ASSIGNMENT - Each entry below is to be restated word for word, with no pictures carried over.
[INFORMATION SUPPLIED]
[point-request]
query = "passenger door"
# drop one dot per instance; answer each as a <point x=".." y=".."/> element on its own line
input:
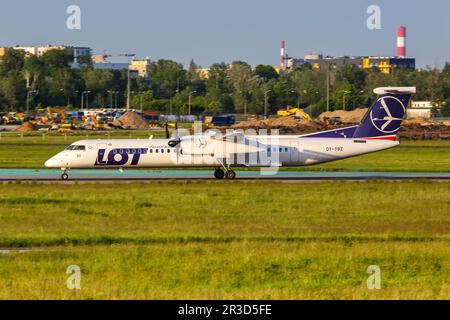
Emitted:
<point x="295" y="151"/>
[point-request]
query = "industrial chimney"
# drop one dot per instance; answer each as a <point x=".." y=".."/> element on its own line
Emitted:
<point x="401" y="42"/>
<point x="282" y="58"/>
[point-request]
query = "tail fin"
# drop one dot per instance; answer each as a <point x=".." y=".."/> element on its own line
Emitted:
<point x="383" y="119"/>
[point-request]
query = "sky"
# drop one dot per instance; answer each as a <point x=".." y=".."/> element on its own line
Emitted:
<point x="210" y="31"/>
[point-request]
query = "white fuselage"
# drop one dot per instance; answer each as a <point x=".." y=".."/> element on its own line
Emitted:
<point x="204" y="151"/>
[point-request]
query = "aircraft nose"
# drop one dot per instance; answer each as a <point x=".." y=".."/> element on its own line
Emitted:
<point x="51" y="163"/>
[/INFORMATION SUPPLIED]
SOLUTION -
[point-request]
query = "passenger door"
# drop one dot per instance; answer each as a <point x=".." y=".."/> element on its own line
input:
Emitted:
<point x="295" y="151"/>
[point-request]
query = "industrial chimney"
# drop one dot per instance; answer each as a <point x=".." y=".."/> element on its own line
Emitted:
<point x="401" y="42"/>
<point x="282" y="58"/>
[point-request]
query = "tail fin"
# drop one dot per instance; answer each as a <point x=".." y=".."/> element on its own line
Emitted:
<point x="383" y="119"/>
[point-request]
query = "sky"
# drop one dot per instance; answer each as a <point x=".." y=".."/> element on its own line
Emitted:
<point x="210" y="31"/>
[point-request]
query = "white fuselage"
# drop one dot per instance; answer each as a <point x=".." y=".."/> element on its own line
Emitted:
<point x="204" y="151"/>
[point-request]
query = "aircraft nose"
# drop one dot per instance; answer each as a <point x=".." y=".."/> element on its own line
Emitted:
<point x="51" y="163"/>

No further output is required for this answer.